**Task directions:**
Where a record contains an image, leave the image out and print the rest exactly.

**Provided entries:**
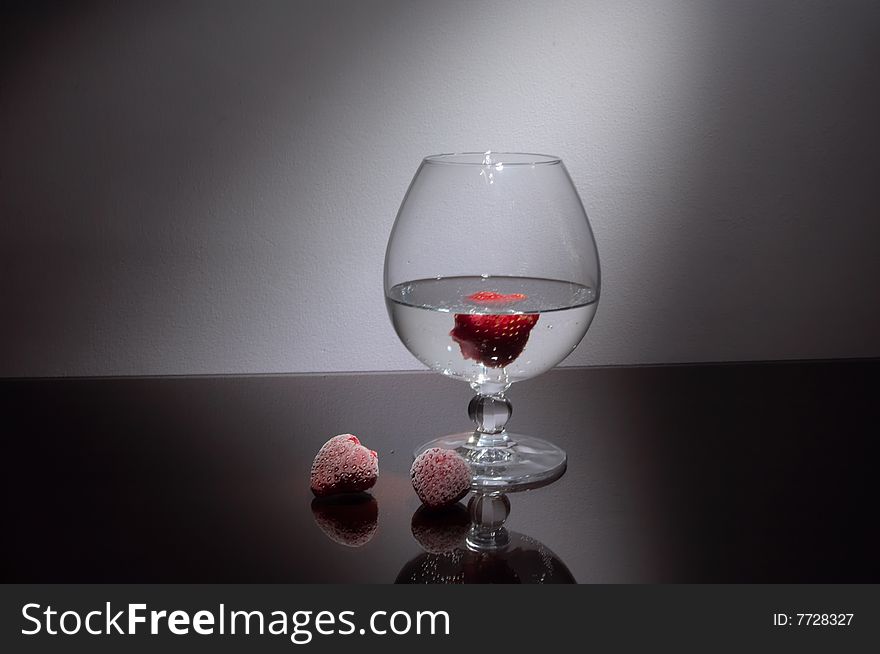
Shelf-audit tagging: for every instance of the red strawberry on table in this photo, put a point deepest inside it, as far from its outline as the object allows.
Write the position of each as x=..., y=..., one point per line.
x=343, y=465
x=495, y=340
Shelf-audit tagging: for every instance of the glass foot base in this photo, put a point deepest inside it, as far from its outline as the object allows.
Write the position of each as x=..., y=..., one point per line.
x=529, y=463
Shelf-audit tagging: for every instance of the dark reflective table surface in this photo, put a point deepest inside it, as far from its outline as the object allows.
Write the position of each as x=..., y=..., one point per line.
x=705, y=473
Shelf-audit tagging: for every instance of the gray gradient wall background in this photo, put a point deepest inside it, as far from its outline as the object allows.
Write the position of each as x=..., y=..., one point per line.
x=207, y=187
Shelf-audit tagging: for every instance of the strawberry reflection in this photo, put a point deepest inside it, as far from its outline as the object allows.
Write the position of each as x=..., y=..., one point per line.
x=349, y=520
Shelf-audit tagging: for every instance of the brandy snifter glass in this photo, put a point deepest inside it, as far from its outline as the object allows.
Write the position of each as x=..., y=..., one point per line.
x=492, y=277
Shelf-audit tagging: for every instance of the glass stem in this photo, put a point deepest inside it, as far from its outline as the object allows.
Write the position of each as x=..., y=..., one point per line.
x=490, y=414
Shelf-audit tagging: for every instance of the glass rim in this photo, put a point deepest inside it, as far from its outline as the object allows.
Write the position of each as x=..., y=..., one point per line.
x=492, y=158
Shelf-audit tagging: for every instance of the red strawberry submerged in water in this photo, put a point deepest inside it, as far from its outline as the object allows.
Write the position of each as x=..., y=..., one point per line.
x=495, y=340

**Answer below:**
Shelf-audit tagging: for every instance of the red strawberry on table in this photo, put a point deepest inside it, as far from its outline as the object allows.
Write the position of each as x=..., y=..., one point per line.
x=343, y=465
x=495, y=340
Shelf-audit tagging: for every instance of the glass foot base in this photo, put a point deepest inside it, as far from its outline as the object allows.
Write the position of each as x=..., y=..., one point per line.
x=529, y=463
Shelf-audit tagging: for every instance of the dark reflective table surface in this photo, put a point deepest inside it, as far from its outline as the object allows.
Write the position of each as x=..., y=..., one point per line.
x=705, y=473
Shelf-audit tagging: for every instance of the gray gradient wall background in this photo, put a point deepest inside it, as far from its outline as the object allows.
Write the position of each as x=..., y=..., one point per line.
x=207, y=187
Shelf-audit tagging: for every instance of the strawberry reflection in this photo, put a point deepest inside it, as far from its outline as the object allows.
Write the position of each as x=..., y=..., one point per line.
x=349, y=520
Shelf-audit tagging: for every instance of the brandy snifter glass in this photo, put a point deepest inside it, as far from its outline as the object allows.
Write the position of each as x=..., y=..., one point per line.
x=492, y=277
Shelf-audit tagging: for every instance of the glass stem in this photo, put a point deepest inside it, as far from its outline as the object allows.
Write the position of each as x=..., y=..., one point per line.
x=490, y=414
Shelf-audit tagging: for every instance of the glass rim in this photo, put a point deepest inside it, as far from its outline as the object allows.
Write the position of each as x=..., y=..., one point per line.
x=492, y=158
Shelf-audit tagging: for every instance of the red strawberry submerged in water in this photo, put a point deepest inside it, as far from its outline as the object allows.
Write the position of each as x=..., y=..., one point per line.
x=495, y=340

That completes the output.